* **Instructions for the task**:
Please swap "reflection of trees in water" for "mirrored treeline on the lake" in the data, starting at the beginning and going on through the line with "770, 518, 1200, 560". Write those lines out again with everything else left unchanged.

BEGIN Data for processing

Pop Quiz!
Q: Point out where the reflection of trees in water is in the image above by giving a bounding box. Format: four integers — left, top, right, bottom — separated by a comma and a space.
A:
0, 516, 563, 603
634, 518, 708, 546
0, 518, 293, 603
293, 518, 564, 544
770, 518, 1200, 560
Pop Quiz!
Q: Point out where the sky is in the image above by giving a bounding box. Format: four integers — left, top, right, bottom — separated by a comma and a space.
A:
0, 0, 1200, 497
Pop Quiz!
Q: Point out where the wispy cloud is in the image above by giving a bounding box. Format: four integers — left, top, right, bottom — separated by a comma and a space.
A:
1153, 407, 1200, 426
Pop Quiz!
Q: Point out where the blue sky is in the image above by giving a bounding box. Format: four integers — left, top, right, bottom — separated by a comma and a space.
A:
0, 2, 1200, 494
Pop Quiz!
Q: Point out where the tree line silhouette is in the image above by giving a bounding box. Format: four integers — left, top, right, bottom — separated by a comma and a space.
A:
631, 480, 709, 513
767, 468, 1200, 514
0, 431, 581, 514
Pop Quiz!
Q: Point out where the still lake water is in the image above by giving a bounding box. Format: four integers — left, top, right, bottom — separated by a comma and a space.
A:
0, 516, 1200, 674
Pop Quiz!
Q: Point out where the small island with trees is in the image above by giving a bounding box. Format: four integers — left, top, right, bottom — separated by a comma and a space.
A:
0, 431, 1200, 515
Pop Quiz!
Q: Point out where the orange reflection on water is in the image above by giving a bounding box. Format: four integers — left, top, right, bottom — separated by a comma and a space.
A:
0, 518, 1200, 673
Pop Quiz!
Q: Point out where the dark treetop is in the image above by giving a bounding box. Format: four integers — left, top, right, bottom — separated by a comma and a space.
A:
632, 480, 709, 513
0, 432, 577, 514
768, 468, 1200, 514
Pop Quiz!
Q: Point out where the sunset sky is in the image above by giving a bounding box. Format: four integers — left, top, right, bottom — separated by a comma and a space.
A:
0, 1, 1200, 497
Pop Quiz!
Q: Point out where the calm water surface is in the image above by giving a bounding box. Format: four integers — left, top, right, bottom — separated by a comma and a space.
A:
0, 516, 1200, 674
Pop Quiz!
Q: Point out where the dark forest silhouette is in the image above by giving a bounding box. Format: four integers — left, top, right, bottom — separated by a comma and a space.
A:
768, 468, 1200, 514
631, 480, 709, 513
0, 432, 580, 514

END Data for processing

* **Solved problem**:
Pop Quiz!
Q: Point out where the mirrored treeline on the lake is in the image above by giving a bounding box. Format: four integers — left, top, right, bottom — separated by a comma and a space.
A:
0, 516, 563, 603
634, 518, 708, 546
0, 518, 293, 603
293, 518, 564, 544
770, 518, 1200, 560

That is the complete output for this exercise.